▸ **SOURCE MATERIAL**:
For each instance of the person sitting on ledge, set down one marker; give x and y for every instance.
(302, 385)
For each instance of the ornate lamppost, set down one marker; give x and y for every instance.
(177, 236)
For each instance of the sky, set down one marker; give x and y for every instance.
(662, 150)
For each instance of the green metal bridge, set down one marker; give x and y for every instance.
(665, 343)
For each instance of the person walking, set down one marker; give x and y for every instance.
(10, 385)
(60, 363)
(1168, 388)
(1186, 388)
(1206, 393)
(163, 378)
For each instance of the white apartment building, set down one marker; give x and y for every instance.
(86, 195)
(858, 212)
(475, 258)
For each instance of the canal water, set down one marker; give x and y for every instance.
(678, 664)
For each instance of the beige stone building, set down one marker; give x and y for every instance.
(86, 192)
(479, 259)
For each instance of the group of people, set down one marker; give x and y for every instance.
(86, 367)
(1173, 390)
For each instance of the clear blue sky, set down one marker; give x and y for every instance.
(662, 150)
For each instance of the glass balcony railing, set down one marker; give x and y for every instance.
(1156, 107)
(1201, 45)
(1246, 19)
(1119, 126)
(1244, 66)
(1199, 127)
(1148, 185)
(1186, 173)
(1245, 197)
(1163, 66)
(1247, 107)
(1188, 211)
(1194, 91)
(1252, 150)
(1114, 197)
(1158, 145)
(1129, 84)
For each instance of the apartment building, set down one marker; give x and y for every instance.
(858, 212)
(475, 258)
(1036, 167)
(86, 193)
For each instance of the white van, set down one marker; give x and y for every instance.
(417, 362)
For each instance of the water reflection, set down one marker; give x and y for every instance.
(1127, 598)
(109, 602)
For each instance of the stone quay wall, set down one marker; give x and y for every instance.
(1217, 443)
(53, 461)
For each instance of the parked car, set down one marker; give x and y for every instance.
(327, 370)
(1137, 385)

▸ **ACTION ITEM**: Return all the lines shown above, word for word.

▸ **ANSWER BOX**:
For each instance of the person sitting on ledge, set down one marker; give x and y for every instance.
(302, 385)
For each instance of the ornate lamppost, set down one marker; give x and y for every instance.
(177, 236)
For each instance of the sky, set down one marker; give x and y for every instance.
(662, 150)
For each instance of the green metal bridge, set down one marker; give x and y for every instance.
(665, 343)
For each instance of the person walking, set down one marker; give x and y for every instance.
(10, 385)
(60, 363)
(1168, 388)
(1186, 388)
(1206, 393)
(163, 378)
For each instance of the white apartment building, set down one marker; give x and y for every instance.
(86, 195)
(858, 212)
(475, 258)
For each instance of the canal water, set down one marker; give x and y for every instance.
(678, 664)
For each instance of the beige stone building, set down one marker; give x and y for every instance.
(86, 192)
(479, 259)
For each instance of the group of people, set down one marker; give x and y for every instance.
(86, 367)
(1173, 390)
For each instance of the clear blue sky, set down one marker; give x and y for every instance.
(662, 150)
For each instance of the glass balcony railing, set down one marker; give x and y for every instance.
(1156, 107)
(1201, 45)
(1246, 19)
(1119, 126)
(1244, 66)
(1199, 127)
(1148, 185)
(1186, 173)
(1245, 197)
(1163, 66)
(1247, 107)
(1188, 211)
(1194, 91)
(1252, 150)
(1114, 197)
(1158, 145)
(1129, 84)
For each instance of the apartment building, set down one marker; give x and y for every instance.
(858, 212)
(475, 258)
(1036, 167)
(86, 193)
For each instance of the white van, set down one marker; give x and y for every instance.
(417, 362)
For each instance of the water reflection, set down one marker; give x and y for every instance.
(1127, 598)
(109, 602)
For each instance of the stone quay wall, set down one marker; give x and y for every instance.
(1217, 443)
(53, 461)
For each instance of the parked car, set down one marker; give x and y for every instance.
(327, 370)
(1137, 385)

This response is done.